EXERCISE -
Set down exactly the lines in the records below that run from the line with "Tag the distant" to the line with "[[364, 179], [521, 207], [370, 55]]", inclusive, and nothing more.

Natural language region descriptions:
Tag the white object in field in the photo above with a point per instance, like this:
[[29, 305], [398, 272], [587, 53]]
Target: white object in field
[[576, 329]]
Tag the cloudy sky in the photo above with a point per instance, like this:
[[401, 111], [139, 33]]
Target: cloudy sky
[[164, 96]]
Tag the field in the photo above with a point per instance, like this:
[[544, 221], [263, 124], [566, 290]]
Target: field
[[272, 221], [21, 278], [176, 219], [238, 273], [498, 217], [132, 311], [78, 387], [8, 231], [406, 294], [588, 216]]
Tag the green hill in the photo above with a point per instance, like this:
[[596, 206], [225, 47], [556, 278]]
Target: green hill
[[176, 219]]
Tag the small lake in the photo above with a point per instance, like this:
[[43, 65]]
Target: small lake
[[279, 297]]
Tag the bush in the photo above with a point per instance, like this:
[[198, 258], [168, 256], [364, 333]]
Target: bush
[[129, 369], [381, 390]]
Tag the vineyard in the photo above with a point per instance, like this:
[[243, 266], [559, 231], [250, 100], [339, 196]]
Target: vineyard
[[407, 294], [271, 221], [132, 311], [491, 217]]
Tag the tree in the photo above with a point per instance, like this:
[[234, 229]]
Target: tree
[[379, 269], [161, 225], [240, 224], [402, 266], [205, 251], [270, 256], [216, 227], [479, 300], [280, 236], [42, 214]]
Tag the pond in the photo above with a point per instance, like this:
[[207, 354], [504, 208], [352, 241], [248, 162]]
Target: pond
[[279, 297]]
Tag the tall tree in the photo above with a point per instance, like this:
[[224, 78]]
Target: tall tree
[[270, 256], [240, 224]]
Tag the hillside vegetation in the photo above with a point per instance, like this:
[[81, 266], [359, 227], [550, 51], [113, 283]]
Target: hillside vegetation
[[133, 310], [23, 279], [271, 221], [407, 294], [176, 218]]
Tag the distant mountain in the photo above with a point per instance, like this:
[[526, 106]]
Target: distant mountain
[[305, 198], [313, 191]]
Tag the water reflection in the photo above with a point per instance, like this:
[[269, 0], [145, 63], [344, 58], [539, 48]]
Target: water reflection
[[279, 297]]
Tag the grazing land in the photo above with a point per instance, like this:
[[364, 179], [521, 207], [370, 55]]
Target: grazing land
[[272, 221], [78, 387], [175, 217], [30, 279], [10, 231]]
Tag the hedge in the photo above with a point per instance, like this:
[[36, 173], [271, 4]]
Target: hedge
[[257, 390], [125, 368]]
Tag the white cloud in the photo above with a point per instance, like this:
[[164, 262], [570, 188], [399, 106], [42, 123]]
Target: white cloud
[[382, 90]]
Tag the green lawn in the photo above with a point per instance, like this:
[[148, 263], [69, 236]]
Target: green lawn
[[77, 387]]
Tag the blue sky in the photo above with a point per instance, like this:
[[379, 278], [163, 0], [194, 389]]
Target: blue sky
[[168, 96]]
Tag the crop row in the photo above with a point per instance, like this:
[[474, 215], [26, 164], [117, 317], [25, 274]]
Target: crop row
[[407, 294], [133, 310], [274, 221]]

SOLUTION -
Tag the distant mountain in the photo above with a point per instance, like this:
[[526, 106]]
Target: distant mountain
[[305, 198], [313, 191]]
Tag the water reflection in the photo above with a point per instance, like this:
[[269, 0], [145, 63], [344, 58], [539, 48]]
Target: water reflection
[[279, 297]]
Tag the grazing land in the photo above with a point per instance, like this:
[[364, 179], [521, 207], [370, 55]]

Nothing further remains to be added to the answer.